■ WORK TO DO:
Convert the records below into a JSON array of strings, with one string per line and blank lines omitted.
[Start DATASET EXCERPTS]
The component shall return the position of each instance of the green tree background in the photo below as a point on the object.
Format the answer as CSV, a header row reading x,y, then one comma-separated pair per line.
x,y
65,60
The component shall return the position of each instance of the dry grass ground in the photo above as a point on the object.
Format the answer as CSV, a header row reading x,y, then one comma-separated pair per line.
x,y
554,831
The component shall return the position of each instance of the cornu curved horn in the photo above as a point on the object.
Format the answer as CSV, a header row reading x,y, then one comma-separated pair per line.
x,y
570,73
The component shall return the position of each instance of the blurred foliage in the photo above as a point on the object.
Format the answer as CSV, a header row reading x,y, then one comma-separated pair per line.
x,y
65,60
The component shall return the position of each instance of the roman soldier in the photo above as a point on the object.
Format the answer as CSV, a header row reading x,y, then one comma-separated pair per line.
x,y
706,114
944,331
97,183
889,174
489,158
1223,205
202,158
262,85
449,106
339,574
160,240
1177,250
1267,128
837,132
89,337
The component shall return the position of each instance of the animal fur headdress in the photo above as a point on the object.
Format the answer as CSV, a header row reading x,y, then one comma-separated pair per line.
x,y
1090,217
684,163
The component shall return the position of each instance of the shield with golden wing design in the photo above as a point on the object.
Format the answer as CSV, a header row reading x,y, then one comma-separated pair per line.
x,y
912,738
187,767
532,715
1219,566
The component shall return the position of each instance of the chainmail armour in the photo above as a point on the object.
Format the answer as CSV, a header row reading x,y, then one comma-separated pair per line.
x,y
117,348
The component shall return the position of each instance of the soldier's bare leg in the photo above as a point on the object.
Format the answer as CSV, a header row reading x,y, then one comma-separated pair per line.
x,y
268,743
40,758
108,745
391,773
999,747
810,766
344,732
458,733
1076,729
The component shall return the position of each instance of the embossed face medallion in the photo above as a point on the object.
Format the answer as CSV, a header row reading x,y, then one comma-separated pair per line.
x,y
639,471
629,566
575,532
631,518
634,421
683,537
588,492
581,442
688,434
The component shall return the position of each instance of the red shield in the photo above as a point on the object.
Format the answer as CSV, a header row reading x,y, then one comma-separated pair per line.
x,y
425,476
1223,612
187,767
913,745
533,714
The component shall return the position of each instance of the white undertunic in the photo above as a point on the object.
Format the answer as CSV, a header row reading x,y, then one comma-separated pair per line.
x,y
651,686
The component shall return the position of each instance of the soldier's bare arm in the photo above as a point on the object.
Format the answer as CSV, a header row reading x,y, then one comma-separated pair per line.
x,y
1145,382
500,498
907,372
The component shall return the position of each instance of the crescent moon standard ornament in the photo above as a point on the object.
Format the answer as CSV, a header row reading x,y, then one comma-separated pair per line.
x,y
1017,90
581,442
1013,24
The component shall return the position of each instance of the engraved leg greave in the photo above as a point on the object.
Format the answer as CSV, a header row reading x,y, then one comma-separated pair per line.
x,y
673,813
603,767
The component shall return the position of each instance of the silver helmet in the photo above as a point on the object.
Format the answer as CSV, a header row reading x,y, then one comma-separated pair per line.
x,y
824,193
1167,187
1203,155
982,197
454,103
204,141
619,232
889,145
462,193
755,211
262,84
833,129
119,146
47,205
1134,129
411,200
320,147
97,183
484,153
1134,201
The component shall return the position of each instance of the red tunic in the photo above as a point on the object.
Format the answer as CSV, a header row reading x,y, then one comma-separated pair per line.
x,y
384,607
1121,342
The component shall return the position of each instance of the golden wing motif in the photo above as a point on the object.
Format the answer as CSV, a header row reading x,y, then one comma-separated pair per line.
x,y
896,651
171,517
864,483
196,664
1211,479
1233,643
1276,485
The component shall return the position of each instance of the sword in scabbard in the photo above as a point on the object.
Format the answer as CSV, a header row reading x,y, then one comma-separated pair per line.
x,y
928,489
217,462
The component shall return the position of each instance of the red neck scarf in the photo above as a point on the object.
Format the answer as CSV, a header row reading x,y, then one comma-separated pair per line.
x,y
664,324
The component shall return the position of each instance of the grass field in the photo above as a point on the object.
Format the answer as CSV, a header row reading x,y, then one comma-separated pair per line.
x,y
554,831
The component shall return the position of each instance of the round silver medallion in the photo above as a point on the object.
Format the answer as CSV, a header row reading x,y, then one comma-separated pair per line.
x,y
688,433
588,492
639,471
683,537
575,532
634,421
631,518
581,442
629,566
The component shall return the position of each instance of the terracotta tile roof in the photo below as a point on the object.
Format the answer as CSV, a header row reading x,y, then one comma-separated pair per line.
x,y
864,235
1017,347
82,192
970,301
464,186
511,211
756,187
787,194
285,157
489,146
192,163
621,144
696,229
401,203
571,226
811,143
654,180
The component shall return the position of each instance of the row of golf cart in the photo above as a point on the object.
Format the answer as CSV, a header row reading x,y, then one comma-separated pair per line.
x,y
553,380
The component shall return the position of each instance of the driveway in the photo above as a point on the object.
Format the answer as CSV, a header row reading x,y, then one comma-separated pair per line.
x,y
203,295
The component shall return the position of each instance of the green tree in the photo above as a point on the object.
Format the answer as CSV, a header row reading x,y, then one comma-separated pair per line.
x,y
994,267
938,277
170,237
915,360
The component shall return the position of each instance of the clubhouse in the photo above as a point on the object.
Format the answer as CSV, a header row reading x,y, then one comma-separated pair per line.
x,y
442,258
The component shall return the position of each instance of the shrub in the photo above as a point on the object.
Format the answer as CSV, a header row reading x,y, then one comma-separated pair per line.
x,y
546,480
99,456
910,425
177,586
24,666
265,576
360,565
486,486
[End DATASET EXCERPTS]
■ THE RESULT:
[
  "The component shall return the position of each instance of the green tree background in the photo below as a point on the object.",
  "Format the answer as CSV, a header row reading x,y, then one comma-separated pair per line.",
  "x,y",
  "65,60",
  "The component shall return the position of each instance of the dry grass ground in the photo above as a point on the object.",
  "Format the answer as CSV, a header row reading x,y, then one comma-separated pair per line.",
  "x,y",
  "554,831",
  "The component shall return the position of each instance of the cornu curved horn in the photo above as a point on the object.",
  "Format the answer as CSV, a header row reading x,y, then one comma-separated pair per line.",
  "x,y",
  "570,73",
  "The component shall return the position of each instance of the blurred foliage in the photo above as a point on the object.",
  "Format the answer as CSV, a header row reading x,y, then one comma-separated pair per line.",
  "x,y",
  "65,60",
  "The component shall return the position of each instance of the roman soldier in the photo above as a point on the object.",
  "Format the answer as CSV, a header row reading x,y, then one comma-separated pair per line.",
  "x,y",
  "706,114",
  "944,331",
  "97,183",
  "889,174",
  "489,158",
  "1223,205",
  "202,158",
  "262,85",
  "449,106",
  "339,574",
  "160,240",
  "1177,250",
  "1267,128",
  "837,132",
  "89,337",
  "The component shall return the position of each instance of the animal fur headdress in the photo above as a point on the object.",
  "Format the answer as CSV, a header row reading x,y, then one comma-separated pair per line.",
  "x,y",
  "1090,217",
  "684,163",
  "The component shall return the position of each instance of the shield with golden wing design in the photo above as a point on the object.",
  "Format the answer as CSV, a header row reading x,y, then one comma-separated pair per line.",
  "x,y",
  "912,738",
  "187,767",
  "532,715",
  "1219,566",
  "The component shall return the position of each instance of the chainmail armour in the photo above as a point on the object.",
  "Format the answer as CSV, a header row reading x,y, then one comma-separated pair per line.",
  "x,y",
  "117,348",
  "The component shall return the position of each instance of the soldier's bare leg in the photo above as a point on the object.",
  "Format the answer as CSV, a header row reading x,y, then one comma-separated pair per line.",
  "x,y",
  "268,743",
  "40,758",
  "108,745",
  "391,773",
  "999,747",
  "810,766",
  "344,732",
  "458,733",
  "1076,729",
  "The component shall return the position of each instance of the embossed face medallion in the photo above as a point on the object.",
  "Format the answer as CSV, a header row reading x,y, then one comma-separated pair per line.",
  "x,y",
  "639,471",
  "629,566",
  "575,532",
  "631,518",
  "634,421",
  "683,537",
  "588,492",
  "581,442",
  "688,434",
  "The component shall return the position of each instance of the red shield in the photo above as a point on the object.",
  "Format the answer as CSV, a header row reading x,y, then one comma-separated pair per line.",
  "x,y",
  "425,476",
  "1223,612",
  "187,767",
  "913,745",
  "533,714",
  "The component shall return the position of each instance of the white undertunic in the photo above as a point on the object.",
  "Format the answer as CSV, a header row reading x,y, then one comma-separated pair per line.",
  "x,y",
  "651,686",
  "The component shall return the position of each instance of the soldier's bare arm in the photo above as a point on the object.",
  "Format the answer as CSV, a header row reading x,y, then one comma-separated pair per line.",
  "x,y",
  "1145,382",
  "500,498",
  "907,372",
  "The component shall return the position of each instance of the crescent moon standard ornament in the photo above as a point on the object.",
  "Format the answer as CSV, a header row reading x,y, then one comma-separated pair per line.",
  "x,y",
  "1017,90",
  "581,442",
  "1013,24",
  "The component shall return the position of each instance of the engraved leg greave in the photo above as a point on the object.",
  "Format the answer as CSV, a header row reading x,y, then one comma-separated pair per line.",
  "x,y",
  "673,813",
  "603,767",
  "The component shall return the position of each instance of the silver helmet in the photo above as a point on the object.",
  "Format the answer as CSV, a header row reading x,y, then one comma-separated pair per line.",
  "x,y",
  "824,193",
  "1167,187",
  "1203,155",
  "982,197",
  "454,103",
  "204,141",
  "619,232",
  "889,145",
  "462,193",
  "755,211",
  "262,84",
  "833,129",
  "119,146",
  "47,205",
  "1134,129",
  "411,200",
  "320,147",
  "97,183",
  "484,153",
  "1134,201",
  "The component shall return the position of each instance of the red tunic in the photo above as a point on the object.",
  "Format the answer as CSV, a header row reading x,y, then one comma-separated pair per line.",
  "x,y",
  "384,607",
  "1121,342",
  "The component shall return the position of each instance of the golden wing motif in the photo above as a point on the object.",
  "Format the answer as CSV, a header row reading x,y, then one comma-separated pair per line.",
  "x,y",
  "896,651",
  "171,517",
  "864,483",
  "196,664",
  "1211,479",
  "1233,643",
  "1276,485",
  "The component shall return the position of each instance of the sword in scabbard in the photo above as a point on the object.",
  "Format the answer as CSV, a header row reading x,y, then one comma-separated pair per line.",
  "x,y",
  "928,489",
  "217,462",
  "The component shall return the position of each instance of the red neck scarf in the photo above as a point on the object.",
  "Format the answer as CSV, a header row reading x,y, then one comma-separated pair per line.",
  "x,y",
  "664,324",
  "The component shall return the position of each instance of the grass field in the photo above as a point on the object.",
  "Format the answer as CSV, a header row reading x,y, then one comma-separated pair per line.",
  "x,y",
  "554,831",
  "The component shall return the position of each instance of the round silver medallion in the photo above as a point on the object.",
  "Format the answer as CSV, a header row reading x,y, then one comma-separated pair per line.",
  "x,y",
  "688,433",
  "588,492",
  "639,471",
  "683,537",
  "575,532",
  "634,421",
  "631,518",
  "581,442",
  "629,566",
  "The component shall return the position of each instance of the terracotta tile roof in the photo below as a point on the object.",
  "Format the answer as CSV, a header row reading x,y, then one comma-separated pair per line.",
  "x,y",
  "864,235",
  "1017,347",
  "82,192",
  "970,301",
  "464,186",
  "511,211",
  "756,187",
  "787,194",
  "285,157",
  "489,146",
  "192,163",
  "621,144",
  "696,229",
  "401,203",
  "571,226",
  "811,143",
  "654,180",
  "The component shall return the position of each instance of the row of golf cart in the photo above as a point on the object.",
  "Format the answer as CSV, a header row reading x,y, then one comma-separated pair per line.",
  "x,y",
  "553,380",
  "The component shall return the position of each instance of the driveway in the photo above as a point on the object.",
  "Format the answer as CSV, a header row reading x,y, then one comma-separated pair per line.",
  "x,y",
  "203,295",
  "The component shall return the position of each instance of the green tree in the photo above as a point on the object.",
  "Format the answer as CSV, a header row reading x,y, then one comma-separated pair per line.",
  "x,y",
  "994,267",
  "938,277",
  "170,237",
  "915,360",
  "The component shall return the position of each instance of the clubhouse in the photo above as a point on the object.",
  "Format the answer as CSV, a header row reading x,y, then one comma-separated pair per line.",
  "x,y",
  "442,258",
  "The component shall return the position of each instance of the shrub in the photo above as a point on the object.",
  "Format the answer as CSV, a header row reading x,y, then one comma-separated pair per line.",
  "x,y",
  "546,480",
  "99,456",
  "910,425",
  "177,586",
  "24,666",
  "265,576",
  "360,565",
  "486,486"
]